Carry on the forum thread about horse pictures from its final line, writing the next posts in the same style.

▸ Document text

-- begin --

# I want to see Pictures of the horses!



## amywalters789 (Mar 20, 2011)

I'm going to take some pics of some of my horses. I'll put them on in alittle while when I'm done.


----------



## lilruffian (Jun 28, 2010)

This is Chico, my 17-year-old Arab mare








And my 10-year-old Fjord mare, Bella


----------



## KennyRogersPaints (Jan 9, 2011)

My 2 year old paint filly =)


----------



## amywalters789 (Mar 20, 2011)

Both of your horses are Georgous! Sorry We had a lesson tonight that didn't end so well. We had one of our students fall. It was not good. But she's ok know. Thank you!


----------



## amywalters789 (Mar 20, 2011)

Well I sould say all 3 of your horses!


----------



## amywalters789 (Mar 20, 2011)

Anyone else wanna show there horses or ponies?


----------



## TamaraB (Nov 17, 2010)

Here is Charlie with my mom riding him, then Missy, and then April.


----------



## mbender (Jul 22, 2009)

I wish I could upload my pictures. I can't as I have no computer yet. I have a few on my profile. Lilruffian, me wants black arab!!!! Kenny, holy beautifulness on your paint! Love her markings. Nice horses guys.
_Posted via Mobile Device_


----------



## csimkunas6 (Apr 18, 2010)

Heres my yearling Rodeo....


----------



## amywalters789 (Mar 20, 2011)

Georgous!! Love them!


----------



## kmdstar (Nov 17, 2009)

Starlite - coming 11 year old Standardbred/QH mare.


----------



## kmdstar (Nov 17, 2009)

Dream - 26 year old Morgan mare.


----------



## amywalters789 (Mar 20, 2011)

They are both very beautiful. Love the big bodies.


----------



## amywalters789 (Mar 20, 2011)

I really like the fresian running it is so nice and pretty!


----------



## amywalters789 (Mar 20, 2011)

But so are all fo the other horses beautiful as well!


----------



## bellagris (Dec 6, 2010)

Gorgeous horses! This is my 'baby' Sable, she is just 3 and well...green broke 

Her first time as a lesson horse with me


----------



## AngieLee (Feb 20, 2011)

My 7 year old Breed Stalk Paint "cody" also my first horse  Love my boy





























And because you mentions Fresians earlier. here's Wenessa, 4 year old Fresian. not mine, but you said you liked them, so i thought i'd share.


----------



## AngieLee (Feb 20, 2011)

i'm loving everyone elses horses by the way  So beautiful!


----------



## fuadteagan (Jun 10, 2010)

*Horses at my barn--and Secret*

I ride and practically own Secret. But, I don't own her nor lease her and here are a few of the barn horsies
_Ok,
The appy is Freedom. Freedom is a like 25 or so year old appaloosa mare. She is very sweet and I took my first lesson on her. She is deep in my heart.... <3 ya girl!

-- end --

▸ Extracted entries
-- begin --

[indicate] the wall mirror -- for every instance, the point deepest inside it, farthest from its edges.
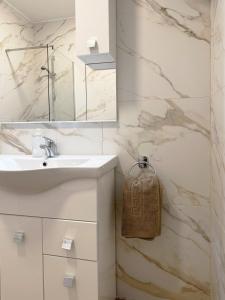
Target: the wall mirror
(41, 79)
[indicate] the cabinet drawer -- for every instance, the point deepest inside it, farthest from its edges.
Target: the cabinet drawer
(21, 258)
(70, 239)
(67, 278)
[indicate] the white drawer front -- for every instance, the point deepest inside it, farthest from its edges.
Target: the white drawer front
(70, 279)
(21, 258)
(70, 239)
(73, 200)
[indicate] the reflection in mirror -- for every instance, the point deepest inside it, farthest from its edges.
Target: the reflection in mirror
(40, 77)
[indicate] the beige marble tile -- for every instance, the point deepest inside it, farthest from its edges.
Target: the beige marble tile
(164, 130)
(165, 45)
(174, 265)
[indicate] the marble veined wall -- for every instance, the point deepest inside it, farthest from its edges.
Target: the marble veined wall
(218, 149)
(164, 112)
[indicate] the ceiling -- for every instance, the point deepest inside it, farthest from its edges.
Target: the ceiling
(44, 10)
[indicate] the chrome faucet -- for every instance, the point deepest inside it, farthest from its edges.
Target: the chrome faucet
(50, 147)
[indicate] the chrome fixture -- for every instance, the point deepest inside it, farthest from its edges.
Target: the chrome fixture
(50, 147)
(43, 68)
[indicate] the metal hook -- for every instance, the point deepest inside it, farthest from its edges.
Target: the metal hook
(143, 163)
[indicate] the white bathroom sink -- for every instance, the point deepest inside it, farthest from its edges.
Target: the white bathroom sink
(30, 174)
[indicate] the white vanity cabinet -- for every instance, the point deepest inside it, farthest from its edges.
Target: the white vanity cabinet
(96, 30)
(21, 258)
(58, 243)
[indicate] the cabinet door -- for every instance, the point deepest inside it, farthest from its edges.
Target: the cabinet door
(21, 271)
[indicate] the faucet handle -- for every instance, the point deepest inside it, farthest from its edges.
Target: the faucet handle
(49, 143)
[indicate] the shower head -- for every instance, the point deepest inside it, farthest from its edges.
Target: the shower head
(43, 68)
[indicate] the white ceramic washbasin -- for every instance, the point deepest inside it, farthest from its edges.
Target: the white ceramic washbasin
(29, 174)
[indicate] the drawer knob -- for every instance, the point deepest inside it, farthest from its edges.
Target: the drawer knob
(69, 281)
(19, 237)
(67, 244)
(92, 42)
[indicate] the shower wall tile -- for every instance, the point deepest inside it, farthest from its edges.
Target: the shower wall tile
(218, 149)
(175, 134)
(163, 49)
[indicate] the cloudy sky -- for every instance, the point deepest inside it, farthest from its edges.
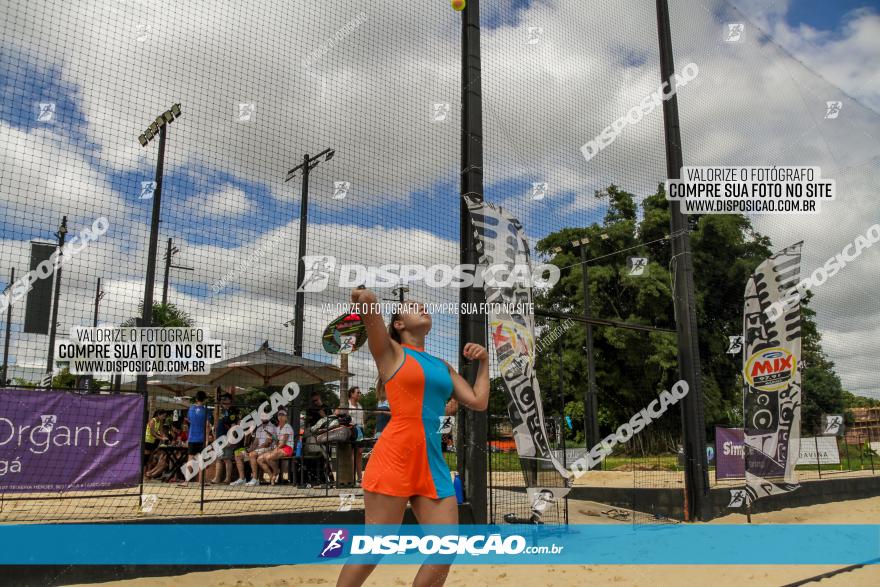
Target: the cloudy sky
(366, 79)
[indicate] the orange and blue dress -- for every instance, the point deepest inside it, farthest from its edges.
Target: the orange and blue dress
(407, 459)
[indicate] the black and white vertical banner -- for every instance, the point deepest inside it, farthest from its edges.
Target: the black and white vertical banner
(772, 394)
(502, 243)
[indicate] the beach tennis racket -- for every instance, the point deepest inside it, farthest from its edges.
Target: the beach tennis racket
(345, 334)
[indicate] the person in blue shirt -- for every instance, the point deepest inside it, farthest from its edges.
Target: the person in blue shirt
(198, 417)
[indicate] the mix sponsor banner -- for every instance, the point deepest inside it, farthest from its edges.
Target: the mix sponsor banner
(771, 377)
(54, 441)
(819, 449)
(222, 544)
(501, 242)
(729, 463)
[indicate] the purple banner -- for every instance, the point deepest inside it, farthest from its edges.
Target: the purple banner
(729, 461)
(54, 441)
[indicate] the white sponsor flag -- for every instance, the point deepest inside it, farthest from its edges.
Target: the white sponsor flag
(772, 394)
(500, 241)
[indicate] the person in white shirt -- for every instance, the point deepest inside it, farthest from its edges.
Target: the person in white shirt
(262, 441)
(357, 419)
(268, 461)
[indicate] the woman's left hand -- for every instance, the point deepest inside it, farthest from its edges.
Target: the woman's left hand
(475, 352)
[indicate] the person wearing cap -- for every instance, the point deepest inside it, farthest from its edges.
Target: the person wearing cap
(262, 441)
(284, 448)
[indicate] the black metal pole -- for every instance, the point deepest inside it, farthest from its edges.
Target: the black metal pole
(299, 307)
(97, 302)
(591, 400)
(147, 315)
(167, 272)
(472, 438)
(53, 323)
(562, 422)
(8, 333)
(693, 420)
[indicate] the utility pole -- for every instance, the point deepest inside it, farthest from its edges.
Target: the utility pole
(306, 166)
(471, 440)
(53, 322)
(591, 400)
(696, 476)
(158, 126)
(8, 332)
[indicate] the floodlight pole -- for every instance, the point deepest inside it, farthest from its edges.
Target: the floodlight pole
(147, 314)
(696, 476)
(299, 304)
(591, 400)
(53, 323)
(471, 439)
(8, 332)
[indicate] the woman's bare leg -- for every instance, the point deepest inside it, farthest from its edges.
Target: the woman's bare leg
(432, 512)
(378, 509)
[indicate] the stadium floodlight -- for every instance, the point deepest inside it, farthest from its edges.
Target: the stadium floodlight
(299, 302)
(152, 131)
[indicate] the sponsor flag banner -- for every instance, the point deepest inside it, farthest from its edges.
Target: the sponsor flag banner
(501, 242)
(54, 441)
(819, 449)
(729, 463)
(772, 377)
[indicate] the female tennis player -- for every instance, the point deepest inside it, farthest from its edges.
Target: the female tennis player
(407, 464)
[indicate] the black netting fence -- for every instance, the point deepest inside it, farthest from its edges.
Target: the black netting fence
(366, 99)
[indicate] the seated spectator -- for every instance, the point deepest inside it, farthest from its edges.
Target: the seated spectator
(153, 436)
(261, 441)
(284, 448)
(226, 418)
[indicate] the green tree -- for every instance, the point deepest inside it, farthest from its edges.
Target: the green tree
(632, 367)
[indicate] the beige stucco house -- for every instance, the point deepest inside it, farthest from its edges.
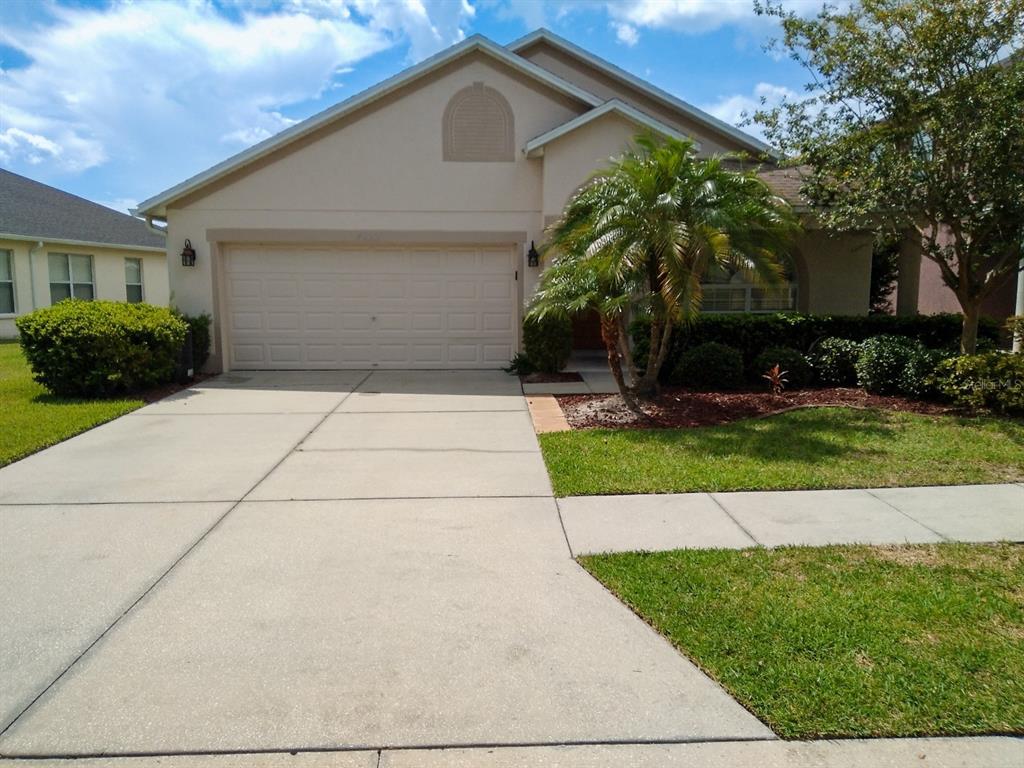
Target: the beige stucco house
(54, 245)
(393, 229)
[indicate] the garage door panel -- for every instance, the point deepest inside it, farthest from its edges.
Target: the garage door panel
(417, 307)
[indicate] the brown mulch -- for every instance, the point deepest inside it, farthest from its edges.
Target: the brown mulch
(682, 408)
(539, 378)
(166, 390)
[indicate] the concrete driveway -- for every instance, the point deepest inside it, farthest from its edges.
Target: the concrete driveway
(288, 561)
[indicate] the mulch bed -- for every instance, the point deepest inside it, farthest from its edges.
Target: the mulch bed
(540, 378)
(166, 390)
(682, 408)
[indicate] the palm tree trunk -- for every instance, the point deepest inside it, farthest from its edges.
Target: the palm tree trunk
(610, 336)
(660, 336)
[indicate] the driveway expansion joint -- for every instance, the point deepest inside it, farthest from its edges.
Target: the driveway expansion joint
(342, 749)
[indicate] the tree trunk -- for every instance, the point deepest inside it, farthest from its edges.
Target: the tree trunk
(660, 335)
(609, 334)
(969, 334)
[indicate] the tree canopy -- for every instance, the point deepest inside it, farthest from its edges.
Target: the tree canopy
(912, 123)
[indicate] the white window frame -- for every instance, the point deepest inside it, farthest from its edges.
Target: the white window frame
(71, 283)
(9, 254)
(141, 281)
(753, 294)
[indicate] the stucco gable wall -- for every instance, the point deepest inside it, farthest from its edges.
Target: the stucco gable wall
(596, 82)
(389, 157)
(571, 159)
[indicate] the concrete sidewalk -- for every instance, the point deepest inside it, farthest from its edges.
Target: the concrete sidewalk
(981, 752)
(919, 515)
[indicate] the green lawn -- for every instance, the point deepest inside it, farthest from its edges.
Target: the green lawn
(832, 448)
(845, 641)
(32, 419)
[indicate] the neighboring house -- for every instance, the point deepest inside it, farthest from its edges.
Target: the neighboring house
(393, 229)
(54, 246)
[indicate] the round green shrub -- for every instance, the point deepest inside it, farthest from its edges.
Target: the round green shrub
(993, 381)
(86, 348)
(884, 363)
(548, 342)
(799, 371)
(836, 361)
(919, 375)
(710, 366)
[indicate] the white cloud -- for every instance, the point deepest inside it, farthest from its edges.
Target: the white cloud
(736, 108)
(697, 16)
(154, 91)
(626, 34)
(683, 15)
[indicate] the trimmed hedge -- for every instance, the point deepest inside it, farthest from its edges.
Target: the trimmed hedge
(710, 366)
(548, 342)
(895, 365)
(752, 334)
(836, 361)
(87, 348)
(799, 372)
(993, 381)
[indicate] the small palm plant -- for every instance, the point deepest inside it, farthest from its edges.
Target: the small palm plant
(639, 237)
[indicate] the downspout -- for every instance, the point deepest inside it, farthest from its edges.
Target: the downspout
(1019, 308)
(32, 272)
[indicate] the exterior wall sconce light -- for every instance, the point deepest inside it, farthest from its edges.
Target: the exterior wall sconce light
(532, 257)
(187, 255)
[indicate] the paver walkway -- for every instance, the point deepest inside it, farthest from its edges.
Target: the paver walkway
(318, 561)
(652, 522)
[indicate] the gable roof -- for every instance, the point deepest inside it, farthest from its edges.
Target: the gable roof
(653, 91)
(30, 210)
(535, 147)
(157, 204)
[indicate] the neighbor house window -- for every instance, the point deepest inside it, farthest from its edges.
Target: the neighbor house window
(71, 276)
(133, 280)
(726, 290)
(6, 283)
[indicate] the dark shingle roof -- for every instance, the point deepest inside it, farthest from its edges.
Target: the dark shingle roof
(31, 209)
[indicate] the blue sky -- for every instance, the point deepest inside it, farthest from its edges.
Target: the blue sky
(117, 100)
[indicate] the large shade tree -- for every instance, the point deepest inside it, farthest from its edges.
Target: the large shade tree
(913, 123)
(639, 237)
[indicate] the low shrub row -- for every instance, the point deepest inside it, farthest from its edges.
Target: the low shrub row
(88, 348)
(882, 365)
(752, 334)
(993, 381)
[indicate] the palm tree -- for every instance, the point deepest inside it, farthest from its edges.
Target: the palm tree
(650, 226)
(578, 283)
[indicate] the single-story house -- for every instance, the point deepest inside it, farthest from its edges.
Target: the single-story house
(394, 229)
(54, 246)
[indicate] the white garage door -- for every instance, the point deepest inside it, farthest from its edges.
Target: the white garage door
(294, 307)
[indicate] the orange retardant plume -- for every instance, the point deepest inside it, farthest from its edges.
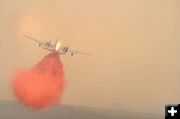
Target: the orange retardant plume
(41, 86)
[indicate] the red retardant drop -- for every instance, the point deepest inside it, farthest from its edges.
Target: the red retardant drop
(41, 86)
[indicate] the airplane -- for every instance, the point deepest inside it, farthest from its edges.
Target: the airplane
(57, 47)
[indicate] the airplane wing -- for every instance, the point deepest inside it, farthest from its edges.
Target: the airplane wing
(78, 52)
(40, 42)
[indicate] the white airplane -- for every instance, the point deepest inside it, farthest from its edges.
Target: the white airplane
(57, 47)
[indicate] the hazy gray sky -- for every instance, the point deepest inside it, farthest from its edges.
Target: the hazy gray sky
(135, 45)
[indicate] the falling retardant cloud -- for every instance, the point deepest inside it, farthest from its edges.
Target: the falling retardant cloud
(41, 86)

-- end --

▸ Task result
The donkey in the back is willy or wilcocks, a cute donkey gelding, not sure on age but <3 him, too. He is very stubborn and loves to escape to get grass. I remember the time when I had spent like 20 minutes trying to shoo him away from the gate. I had to like push him over and I almost fell in horse poop.
Then the bay with the tongue out is Secret, a 16 year old morgan mare. She is amazing and I love her SOOOO much. I hope she lives to be like 35. She is very healthy and sweet, sometimes.
The pony is Archie a 30 or so year old miniature horse!Ahhh, Archie! He bit me once cause I patted him ._








_This is RC, a 20 yr. saddlebred x pinto that is very spooky but pretty. He mostly barrel races for lessons. He doesn't show _








_This is a cute miniature gelding. He is at the farm to being trained to drive. He is quite the little devil. His name is Jack_








_Ok, next. This is Awesome Town (Awesome). He is a bay retired saddlebred that won at championships. He is like 20 years old and is adorable!_








_This is Hank, not sure of breed or age but he is quite an annoying horse_








_This is Bella a chestnut QH that is so awesome_








_This is Eclipse a 14 or so hand appaloosa that is a little over 3 years._








_This is Digger, a saddlebred that used to compete in saddleseat. He is so funny and cute. He loves to nibble on blond hair. _








_This is Chili, a appaloosa that is in training_








_This is Sweepee a cute IDk horse  LOL_








_This is Teddy a like 20 year old ottb_








_This is Gizmo, a cute pinto pony, I wanna ride_








_This is honey a western pleasure QH mare_








So Yep :wink:


----------



## amywalters789 (Mar 20, 2011)

They are all very very Beautiful!!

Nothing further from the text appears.